▶ Consigne 1
Recopiez les entrées à l'identique, de leur toute première ligne jusqu'à la ligne contenant « pixel 309 229 », incluse, sans rien y ajouter au-delà.

Enfin, la situation particulièrement alarmante des comptes publics français ne permet pas non plus de prendre en charge de nouvelles charges liées à l’immigration, même si l’on admet que celles-ci ne seront que temporaires (ce qui reste à démontrer). Les pays du sud de l’Europe sont dans une situation proche de celle de la France (à l’exception de la démographie).

 

Il ne s’agit pas de fermer son cœur aux misères du monde mais la mission d’un responsable politique est de composer entre la nécessaire solidarité mondiale et les intérêts de son propre pays.

II. L’aplatissement de la France aux intérêts allemands

 

Ce décalage important des situations démographiques et économiques des pays au sein de l’Union européenne rend la question de la répartition des immigrés par un mécanisme de quotas totalement absurde. Calibré pour les intérêts des uns, il est totalement contreproductif pour les autres.

II.1. L’Allemagne à la manœuvre pour imposer ses intérêts

 

A la lueur de la description des faits, il apparaît que derrière les propos avenant autour de la solidarité européenne, se cache en fait une tentative de l’Allemagne d’imposer ses propres intérêts à l’ensemble des pays membres de l’UE afin d’alléger notamment son fardeau financier. La logique à l’œuvre est la même que celle qui a prévalu pour la réunification allemande. La clé de répartition des migrants imposée par l’Allemagne peut être comparé, dans le domaine monétaire, à l’envolée des taux d’intérêt sur le Deutsch mark dans un contexte d’ancrage du Franc français au mark au début des années 90.

 

A l’époque, la France fut dans l’obligation de suivre cette hausse des taux pour garder le lien fixe entre le FF et le DM, alors même que sa situation économique ne le nécessitait pas. Cet asservissement des élites françaises à l’intérêt allemand, sous prétexte de solidarité européenne, avait alors entraîné la faillite de près de 300.000 entreprises françaises en 1993, année qui fut celle de la plus grave récession économique depuis la fin de la Seconde guerre mondiale. N’ayant rien appris des leçons du passé, nos dirigeants se préparent à suivre l’Allemagne sur ses propres intérêts, démographiques cette fois, tout en croyant sacrifier les nôtres sur l’autel de la solidarité européenne.

▶ Données de la tâche
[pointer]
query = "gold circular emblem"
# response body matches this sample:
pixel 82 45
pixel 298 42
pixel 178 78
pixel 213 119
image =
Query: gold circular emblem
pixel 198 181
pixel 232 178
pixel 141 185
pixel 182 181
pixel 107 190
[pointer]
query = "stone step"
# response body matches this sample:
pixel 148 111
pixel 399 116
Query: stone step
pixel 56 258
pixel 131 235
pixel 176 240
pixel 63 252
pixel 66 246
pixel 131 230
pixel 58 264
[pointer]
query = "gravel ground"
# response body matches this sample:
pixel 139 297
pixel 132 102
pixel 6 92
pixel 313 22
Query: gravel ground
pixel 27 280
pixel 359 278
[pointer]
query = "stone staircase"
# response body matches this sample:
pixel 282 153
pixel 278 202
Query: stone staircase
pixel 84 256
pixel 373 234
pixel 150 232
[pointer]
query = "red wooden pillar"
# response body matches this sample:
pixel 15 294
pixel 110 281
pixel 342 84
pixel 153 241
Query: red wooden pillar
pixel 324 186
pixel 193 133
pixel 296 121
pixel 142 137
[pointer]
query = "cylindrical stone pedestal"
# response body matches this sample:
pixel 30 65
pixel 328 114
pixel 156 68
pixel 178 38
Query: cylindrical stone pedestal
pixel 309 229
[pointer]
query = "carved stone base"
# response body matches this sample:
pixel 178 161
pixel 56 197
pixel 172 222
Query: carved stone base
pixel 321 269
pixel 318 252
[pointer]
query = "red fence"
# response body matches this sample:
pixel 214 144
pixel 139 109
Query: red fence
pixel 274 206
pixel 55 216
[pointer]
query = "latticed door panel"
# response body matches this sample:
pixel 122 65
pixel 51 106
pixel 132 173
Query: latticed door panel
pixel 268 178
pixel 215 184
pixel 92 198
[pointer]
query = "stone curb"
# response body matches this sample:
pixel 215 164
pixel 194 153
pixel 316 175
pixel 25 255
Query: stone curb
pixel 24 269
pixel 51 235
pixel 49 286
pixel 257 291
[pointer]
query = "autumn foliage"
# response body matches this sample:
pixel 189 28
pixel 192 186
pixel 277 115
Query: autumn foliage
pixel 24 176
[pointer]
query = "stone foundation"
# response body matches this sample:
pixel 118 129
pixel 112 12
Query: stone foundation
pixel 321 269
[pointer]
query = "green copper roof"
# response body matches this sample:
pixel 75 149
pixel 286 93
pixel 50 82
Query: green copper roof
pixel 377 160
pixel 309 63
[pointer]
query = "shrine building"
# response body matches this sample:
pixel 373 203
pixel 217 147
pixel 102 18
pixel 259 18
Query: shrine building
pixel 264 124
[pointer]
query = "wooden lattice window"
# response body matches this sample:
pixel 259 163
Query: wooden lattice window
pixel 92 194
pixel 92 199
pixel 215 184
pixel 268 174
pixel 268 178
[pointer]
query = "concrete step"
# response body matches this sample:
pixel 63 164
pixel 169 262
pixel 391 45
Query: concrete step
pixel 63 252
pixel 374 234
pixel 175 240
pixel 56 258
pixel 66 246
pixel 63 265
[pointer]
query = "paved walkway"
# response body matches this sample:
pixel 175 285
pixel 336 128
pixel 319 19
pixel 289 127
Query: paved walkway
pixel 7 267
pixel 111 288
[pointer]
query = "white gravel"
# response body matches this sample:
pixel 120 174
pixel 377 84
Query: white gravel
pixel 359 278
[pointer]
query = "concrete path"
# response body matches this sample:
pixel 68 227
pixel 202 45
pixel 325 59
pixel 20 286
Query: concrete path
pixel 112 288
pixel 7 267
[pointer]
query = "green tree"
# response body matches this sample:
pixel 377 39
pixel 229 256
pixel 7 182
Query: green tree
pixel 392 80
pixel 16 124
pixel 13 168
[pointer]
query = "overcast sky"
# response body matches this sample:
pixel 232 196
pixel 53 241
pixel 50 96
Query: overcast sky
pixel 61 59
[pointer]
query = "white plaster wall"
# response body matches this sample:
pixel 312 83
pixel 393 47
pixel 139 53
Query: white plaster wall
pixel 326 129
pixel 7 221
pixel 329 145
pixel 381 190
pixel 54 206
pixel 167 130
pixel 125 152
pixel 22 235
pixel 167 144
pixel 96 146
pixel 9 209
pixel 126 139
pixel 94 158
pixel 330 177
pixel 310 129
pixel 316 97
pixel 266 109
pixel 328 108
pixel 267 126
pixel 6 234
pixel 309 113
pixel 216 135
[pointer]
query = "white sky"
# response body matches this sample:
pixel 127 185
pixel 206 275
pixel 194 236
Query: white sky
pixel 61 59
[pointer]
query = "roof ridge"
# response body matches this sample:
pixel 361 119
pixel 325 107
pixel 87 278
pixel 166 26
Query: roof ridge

▶ Consigne 2
Répondez à ces questions d'après le texte sur l'immigration et l'Allemagne.
(a) Combien d'entreprises françaises ont fait faillite en 1993 ?
(b) À quoi est comparée la clé de répartition des migrants imposée par l'Allemagne ?
(c) Quelle est la mission d'un responsable politique ?

▶ Réponse complète 1
[pointer]
query = "gold circular emblem"
# response body matches this sample:
pixel 82 45
pixel 298 42
pixel 178 78
pixel 213 119
image =
Query: gold circular emblem
pixel 198 181
pixel 232 178
pixel 141 185
pixel 182 181
pixel 107 190
[pointer]
query = "stone step"
# response body matches this sample:
pixel 148 111
pixel 399 116
Query: stone step
pixel 56 258
pixel 131 235
pixel 176 240
pixel 63 252
pixel 66 246
pixel 131 230
pixel 58 264
[pointer]
query = "gravel ground"
# response body matches this sample:
pixel 139 297
pixel 132 102
pixel 6 92
pixel 313 22
Query: gravel ground
pixel 27 280
pixel 359 278
[pointer]
query = "stone staircase"
# response body matches this sample:
pixel 282 153
pixel 278 202
Query: stone staircase
pixel 84 256
pixel 373 234
pixel 150 232
[pointer]
query = "red wooden pillar"
# response body matches this sample:
pixel 15 294
pixel 110 281
pixel 342 84
pixel 153 241
Query: red wooden pillar
pixel 324 186
pixel 193 133
pixel 296 121
pixel 142 137
[pointer]
query = "cylindrical stone pedestal"
# response body matches this sample:
pixel 30 65
pixel 328 114
pixel 156 68
pixel 178 38
Query: cylindrical stone pedestal
pixel 309 229

▶ Réponse complète 2
(a) Près de 300.000.
(b) À l'envolée des taux d'intérêt sur le Deutsch mark dans un contexte d'ancrage du Franc français au mark au début des années 90.
(c) Composer entre la nécessaire solidarité mondiale et les intérêts de son propre pays.